Given records below:

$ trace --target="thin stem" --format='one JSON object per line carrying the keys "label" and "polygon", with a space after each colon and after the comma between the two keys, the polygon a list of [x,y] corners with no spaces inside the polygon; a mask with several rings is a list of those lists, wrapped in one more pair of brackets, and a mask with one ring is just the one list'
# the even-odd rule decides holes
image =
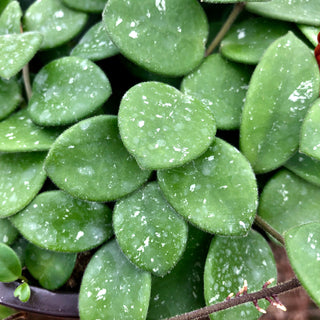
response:
{"label": "thin stem", "polygon": [[218,34],[216,35],[216,37],[213,39],[213,41],[209,45],[209,47],[208,47],[208,49],[207,49],[207,51],[205,53],[205,56],[208,56],[209,54],[211,54],[213,52],[213,50],[220,43],[220,41],[223,39],[225,34],[229,31],[230,27],[232,26],[234,21],[237,19],[238,15],[244,9],[245,5],[246,5],[245,2],[239,2],[239,3],[236,3],[234,5],[233,10],[231,11],[228,19],[223,24],[223,26],[221,27],[221,29],[218,32]]}
{"label": "thin stem", "polygon": [[[21,33],[23,33],[23,29],[21,25],[20,25],[20,31]],[[22,69],[22,77],[23,77],[24,88],[26,90],[27,99],[29,101],[32,96],[32,89],[31,89],[30,72],[29,72],[28,63]]]}
{"label": "thin stem", "polygon": [[4,320],[25,320],[25,319],[27,319],[27,314],[24,311],[21,311],[5,318]]}
{"label": "thin stem", "polygon": [[284,238],[283,236],[273,229],[265,220],[263,220],[260,216],[256,215],[254,219],[254,223],[260,227],[265,232],[269,233],[271,236],[273,236],[275,239],[277,239],[283,246],[284,246]]}
{"label": "thin stem", "polygon": [[256,291],[253,293],[248,293],[239,297],[232,298],[230,300],[225,300],[223,302],[219,302],[217,304],[204,307],[202,309],[198,309],[195,311],[191,311],[179,316],[175,316],[172,318],[169,318],[167,320],[196,320],[201,317],[208,316],[211,313],[225,310],[231,307],[235,307],[239,304],[247,303],[247,302],[252,302],[254,300],[260,300],[264,299],[266,297],[271,297],[273,295],[277,295],[286,291],[290,291],[292,289],[300,287],[301,284],[297,278],[293,278],[289,281],[280,283],[274,287],[271,288],[264,288],[261,289],[260,291]]}

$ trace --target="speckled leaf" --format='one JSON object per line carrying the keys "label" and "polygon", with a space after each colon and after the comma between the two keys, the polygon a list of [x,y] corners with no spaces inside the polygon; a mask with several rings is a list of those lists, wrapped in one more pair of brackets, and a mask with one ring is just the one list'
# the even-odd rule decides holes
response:
{"label": "speckled leaf", "polygon": [[284,166],[300,178],[320,187],[320,160],[297,152]]}
{"label": "speckled leaf", "polygon": [[0,219],[0,243],[11,245],[18,237],[18,230],[8,219]]}
{"label": "speckled leaf", "polygon": [[240,127],[241,150],[255,172],[276,169],[293,156],[319,86],[313,53],[291,32],[267,49],[251,78]]}
{"label": "speckled leaf", "polygon": [[189,226],[186,251],[178,264],[164,277],[153,277],[148,320],[159,320],[205,306],[203,270],[208,233]]}
{"label": "speckled leaf", "polygon": [[0,77],[16,75],[36,54],[41,42],[39,32],[0,35]]}
{"label": "speckled leaf", "polygon": [[0,34],[20,33],[22,11],[18,1],[12,1],[0,16]]}
{"label": "speckled leaf", "polygon": [[20,236],[12,245],[11,248],[15,251],[19,257],[21,266],[25,266],[26,248],[30,242],[24,237]]}
{"label": "speckled leaf", "polygon": [[320,221],[320,188],[281,170],[265,185],[259,215],[283,234],[289,228]]}
{"label": "speckled leaf", "polygon": [[311,106],[303,120],[300,151],[320,160],[320,99]]}
{"label": "speckled leaf", "polygon": [[298,25],[300,31],[306,36],[306,38],[314,45],[318,44],[318,33],[320,32],[320,27],[313,27],[308,25]]}
{"label": "speckled leaf", "polygon": [[21,302],[27,302],[31,295],[30,286],[26,282],[23,282],[14,290],[13,295],[19,298]]}
{"label": "speckled leaf", "polygon": [[1,0],[0,1],[0,13],[2,13],[7,5],[11,2],[12,0]]}
{"label": "speckled leaf", "polygon": [[[204,296],[207,305],[224,301],[248,281],[248,292],[261,290],[271,278],[277,278],[276,264],[268,242],[256,231],[246,237],[213,238],[204,270]],[[261,308],[268,302],[259,301]],[[214,313],[211,319],[256,320],[261,313],[252,303]]]}
{"label": "speckled leaf", "polygon": [[102,12],[106,0],[62,0],[70,8],[86,12]]}
{"label": "speckled leaf", "polygon": [[216,138],[198,159],[158,171],[169,203],[199,228],[223,235],[248,232],[257,208],[257,185],[249,162]]}
{"label": "speckled leaf", "polygon": [[17,80],[0,78],[0,120],[6,118],[13,112],[21,100],[21,88]]}
{"label": "speckled leaf", "polygon": [[126,148],[148,169],[176,167],[197,158],[216,132],[212,112],[201,101],[152,81],[124,95],[119,129]]}
{"label": "speckled leaf", "polygon": [[320,25],[319,0],[272,0],[265,3],[248,3],[246,9],[268,18]]}
{"label": "speckled leaf", "polygon": [[218,129],[236,129],[250,76],[245,66],[212,54],[183,79],[181,91],[210,107]]}
{"label": "speckled leaf", "polygon": [[116,204],[113,229],[124,254],[157,276],[176,265],[188,238],[187,223],[172,209],[156,182]]}
{"label": "speckled leaf", "polygon": [[11,222],[31,243],[52,251],[85,251],[111,237],[111,210],[62,191],[39,194]]}
{"label": "speckled leaf", "polygon": [[184,75],[203,59],[208,22],[196,0],[109,0],[103,20],[121,53],[149,71]]}
{"label": "speckled leaf", "polygon": [[98,22],[81,38],[70,55],[95,61],[114,56],[117,53],[119,53],[119,49],[108,36],[103,22]]}
{"label": "speckled leaf", "polygon": [[26,31],[42,33],[41,49],[54,48],[71,40],[86,22],[85,13],[67,8],[60,0],[35,1],[23,19]]}
{"label": "speckled leaf", "polygon": [[297,278],[320,306],[320,223],[291,228],[285,233],[285,244]]}
{"label": "speckled leaf", "polygon": [[46,153],[0,154],[0,218],[23,209],[41,189]]}
{"label": "speckled leaf", "polygon": [[[246,2],[264,2],[264,1],[270,1],[270,0],[247,0]],[[242,0],[201,0],[201,2],[208,2],[208,3],[239,3],[243,2]]]}
{"label": "speckled leaf", "polygon": [[66,130],[53,144],[45,169],[59,188],[77,198],[112,201],[150,176],[123,146],[117,117],[101,115]]}
{"label": "speckled leaf", "polygon": [[79,294],[80,319],[144,320],[150,289],[150,273],[130,263],[113,240],[86,268]]}
{"label": "speckled leaf", "polygon": [[235,24],[220,45],[221,54],[237,62],[257,64],[269,45],[285,35],[288,23],[251,18]]}
{"label": "speckled leaf", "polygon": [[76,253],[54,252],[29,243],[26,248],[26,267],[40,285],[48,290],[56,290],[70,277]]}
{"label": "speckled leaf", "polygon": [[43,67],[32,86],[28,111],[43,126],[74,123],[93,114],[110,96],[104,72],[93,62],[64,57]]}
{"label": "speckled leaf", "polygon": [[4,243],[0,243],[0,281],[11,282],[21,276],[21,264],[16,253]]}

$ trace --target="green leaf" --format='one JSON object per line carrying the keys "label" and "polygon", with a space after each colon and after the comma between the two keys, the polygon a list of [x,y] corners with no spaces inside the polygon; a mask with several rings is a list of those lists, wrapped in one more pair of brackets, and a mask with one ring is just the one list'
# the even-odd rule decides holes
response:
{"label": "green leaf", "polygon": [[320,306],[320,223],[308,223],[288,230],[285,244],[297,278]]}
{"label": "green leaf", "polygon": [[28,242],[25,238],[19,237],[12,245],[11,248],[15,251],[17,256],[19,257],[21,266],[25,266],[26,260],[26,249],[30,242]]}
{"label": "green leaf", "polygon": [[106,0],[62,0],[70,8],[85,12],[102,12]]}
{"label": "green leaf", "polygon": [[12,282],[21,276],[21,264],[16,253],[4,243],[0,243],[0,281]]}
{"label": "green leaf", "polygon": [[255,172],[276,169],[293,156],[319,86],[313,53],[291,32],[267,49],[252,75],[240,127],[241,150]]}
{"label": "green leaf", "polygon": [[42,33],[44,39],[41,49],[54,48],[71,40],[86,22],[85,13],[68,9],[60,0],[34,2],[23,19],[26,31]]}
{"label": "green leaf", "polygon": [[318,33],[320,32],[320,27],[298,24],[298,28],[306,36],[306,38],[316,47],[318,44],[317,37]]}
{"label": "green leaf", "polygon": [[32,201],[46,179],[43,162],[46,154],[0,154],[0,218],[11,216]]}
{"label": "green leaf", "polygon": [[10,2],[0,16],[0,34],[20,33],[21,17],[19,2]]}
{"label": "green leaf", "polygon": [[101,115],[67,129],[53,144],[45,169],[59,188],[90,201],[112,201],[150,176],[123,146],[117,117]]}
{"label": "green leaf", "polygon": [[31,243],[52,251],[85,251],[112,236],[111,210],[106,205],[62,191],[39,194],[11,222]]}
{"label": "green leaf", "polygon": [[113,229],[123,253],[157,276],[177,264],[188,238],[187,223],[168,204],[156,182],[116,204]]}
{"label": "green leaf", "polygon": [[22,109],[0,122],[0,151],[46,151],[61,132],[61,128],[35,125],[27,109]]}
{"label": "green leaf", "polygon": [[36,54],[41,42],[39,32],[0,35],[0,77],[16,75]]}
{"label": "green leaf", "polygon": [[0,78],[0,120],[6,118],[13,112],[21,100],[21,88],[17,80]]}
{"label": "green leaf", "polygon": [[212,54],[183,79],[181,91],[210,107],[218,129],[236,129],[250,75],[245,66]]}
{"label": "green leaf", "polygon": [[284,166],[300,178],[320,187],[320,161],[297,152]]}
{"label": "green leaf", "polygon": [[103,22],[98,22],[86,32],[72,49],[70,55],[95,61],[114,56],[117,53],[119,53],[119,49],[108,36]]}
{"label": "green leaf", "polygon": [[257,185],[249,162],[216,138],[198,159],[158,171],[168,202],[199,228],[222,235],[248,232],[257,208]]}
{"label": "green leaf", "polygon": [[105,244],[85,270],[79,294],[80,318],[144,320],[151,276],[120,251],[116,241]]}
{"label": "green leaf", "polygon": [[303,120],[300,151],[320,160],[320,99],[311,106]]}
{"label": "green leaf", "polygon": [[2,13],[5,8],[8,6],[8,4],[11,2],[12,0],[1,0],[0,2],[0,13]]}
{"label": "green leaf", "polygon": [[[1,4],[0,4],[0,7],[1,7]],[[17,313],[17,311],[14,309],[5,307],[3,305],[0,305],[0,319],[1,320],[5,320],[7,317],[11,316],[14,313]]]}
{"label": "green leaf", "polygon": [[265,3],[248,3],[246,9],[267,18],[320,25],[318,0],[272,0]]}
{"label": "green leaf", "polygon": [[11,245],[18,237],[19,232],[8,219],[0,219],[0,243]]}
{"label": "green leaf", "polygon": [[77,254],[48,251],[29,243],[25,259],[26,267],[40,285],[56,290],[69,279]]}
{"label": "green leaf", "polygon": [[148,169],[172,168],[197,158],[216,132],[203,103],[161,82],[139,83],[126,92],[119,129],[126,148]]}
{"label": "green leaf", "polygon": [[257,64],[269,45],[290,29],[288,23],[265,18],[241,21],[223,38],[220,52],[230,60]]}
{"label": "green leaf", "polygon": [[103,21],[121,53],[149,71],[180,76],[203,59],[208,22],[196,0],[109,0]]}
{"label": "green leaf", "polygon": [[16,290],[14,290],[13,295],[18,297],[21,302],[27,302],[30,299],[31,290],[29,285],[24,282],[20,284]]}
{"label": "green leaf", "polygon": [[43,126],[74,123],[93,114],[111,95],[104,72],[93,62],[64,57],[44,66],[32,86],[28,111]]}
{"label": "green leaf", "polygon": [[[247,0],[246,2],[264,2],[270,0]],[[208,3],[240,3],[243,2],[242,0],[201,0],[201,2],[208,2]]]}
{"label": "green leaf", "polygon": [[[271,278],[277,278],[276,264],[267,241],[256,231],[248,236],[219,237],[211,242],[204,270],[204,296],[207,305],[224,301],[248,282],[248,292],[259,291]],[[262,308],[268,302],[261,300]],[[214,313],[211,319],[256,320],[261,313],[252,303]]]}
{"label": "green leaf", "polygon": [[281,170],[265,185],[258,213],[283,234],[291,227],[320,221],[319,199],[319,187]]}

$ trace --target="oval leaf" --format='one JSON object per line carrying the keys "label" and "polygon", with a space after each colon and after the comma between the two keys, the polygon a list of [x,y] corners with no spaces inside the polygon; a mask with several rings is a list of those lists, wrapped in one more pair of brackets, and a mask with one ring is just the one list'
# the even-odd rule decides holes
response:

End of Given records.

» Task details: When the word "rings" shows up in a line of the entries, pull that line out.

» Solution to the exercise:
$ trace --target="thin stem" --format='one JSON object per line carrying the keys "label" and "polygon", with a space after each colon and after the comma between the two keys, the polygon a list of [x,y] corners with no spaces inside the polygon; a mask with several rings is a list of those lists, wrapped in one more pair of brackets, and a mask with one ring is just the one list'
$ trace --target="speckled leaf" --format='one JSON object per line carrying the keys "label" and "polygon", with a space after each colon and after the comma between the two keys, the polygon a list of [x,y] corners with no spaces inside the polygon; a mask with several rings is a list of those lists, wrapped in one more pair of brackets, and a mask with one ring is just the one list'
$ trace --target="green leaf" --format='one JSON object per line carrying the keys "label" and "polygon", with a space after each colon and after the comma between the two keys, the polygon a list of [x,y] corners with no spaces inside the polygon; a mask with several rings is a list of those lists, wrapped in one more pair of brackets, and a mask with one ring is just the one list'
$ trace --target="oval leaf" --format='one JSON object per line carrying the keys "label" and "polygon", with a space after each colon and after the comma between the two keys, the polygon a list of [x,y] corners with no spaces inside the polygon; a mask with several rings is a list of those lists, wrapped in one more pair of brackets, and a mask with one ring is just the one list'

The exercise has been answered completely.